[Lines of data]
----------------------------------------
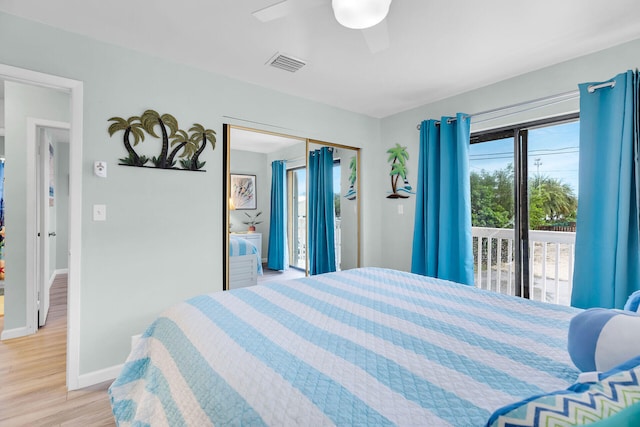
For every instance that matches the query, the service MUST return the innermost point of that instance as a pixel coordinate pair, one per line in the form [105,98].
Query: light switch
[99,212]
[100,168]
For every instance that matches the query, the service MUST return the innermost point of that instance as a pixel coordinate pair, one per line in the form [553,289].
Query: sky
[553,152]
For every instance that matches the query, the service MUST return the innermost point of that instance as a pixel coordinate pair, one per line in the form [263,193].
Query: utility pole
[538,162]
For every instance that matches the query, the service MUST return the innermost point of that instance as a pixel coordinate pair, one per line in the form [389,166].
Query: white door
[44,229]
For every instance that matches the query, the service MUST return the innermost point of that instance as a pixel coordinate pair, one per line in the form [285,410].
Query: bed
[245,264]
[367,346]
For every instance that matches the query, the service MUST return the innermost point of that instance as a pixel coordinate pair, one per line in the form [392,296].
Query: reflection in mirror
[334,207]
[265,210]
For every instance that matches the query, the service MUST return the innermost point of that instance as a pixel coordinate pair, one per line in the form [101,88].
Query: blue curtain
[607,266]
[442,242]
[321,241]
[278,257]
[1,193]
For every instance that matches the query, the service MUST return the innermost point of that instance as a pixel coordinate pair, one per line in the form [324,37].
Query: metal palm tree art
[398,157]
[187,146]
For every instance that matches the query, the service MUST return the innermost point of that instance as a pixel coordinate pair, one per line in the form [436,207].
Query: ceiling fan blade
[377,37]
[284,8]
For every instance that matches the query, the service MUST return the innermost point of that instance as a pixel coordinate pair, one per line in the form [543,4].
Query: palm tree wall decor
[187,146]
[398,157]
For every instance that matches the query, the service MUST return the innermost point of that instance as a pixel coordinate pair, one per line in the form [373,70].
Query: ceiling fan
[367,16]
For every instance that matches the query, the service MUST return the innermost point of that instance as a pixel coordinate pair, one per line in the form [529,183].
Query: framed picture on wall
[243,191]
----------------------------------------
• _Instruction_
All lines from the one that contains "the form [389,166]." through the end of the material are to be quoted exactly, with both ends included.

• _Answer to the task_
For every instance that matches the query, the service MUST return the innermost point of that instance as a pixel coordinate pair, one per line in the form [389,166].
Query: white door
[44,229]
For every instance that matches the query, the service MUST return the innermost point of that instance as a pixel coordinate pair, one per line in the form [285,410].
Query: bed
[245,264]
[367,346]
For every instance that matches the query, the service MUST return the innermost point of that instance as a pixel coordinate pair, one per line in the form [392,296].
Query: reflection in mirror
[334,207]
[265,210]
For every instance that matches the query, the service MUST return the innermost point of that instance as a pixel coordinate pair, one per line in the form [101,88].
Query: blue curtain
[607,266]
[442,242]
[321,241]
[278,257]
[1,193]
For every instance that matches the query, the service MUST return the innermost point of that instance as a pixel coordinate pair, one per line in the form [324,37].
Query: metal palm tree art
[398,157]
[187,146]
For every instance that matches the query, the service MUST return the innermost point of that instance as a pixel coordinate pair, one per line in the form [436,207].
Query: ceiling fan blade
[377,37]
[284,8]
For every instance that matches the query, the service MUST return the innermost point of that instance as a pixel coordinate pair, one per line in the form [543,4].
Query: palm tree wall decor
[187,146]
[398,157]
For every instance that matches the query, the service MUST return the innermost point of that instance as a pixel coordinate pair, one per line in the form [373,70].
Query: ceiling fan
[367,16]
For every instance that matches the query, the service MUST return the innermost point of that instance as a pixel coordinate pair, one per line in the form [529,183].
Query: framed picture on wall
[243,191]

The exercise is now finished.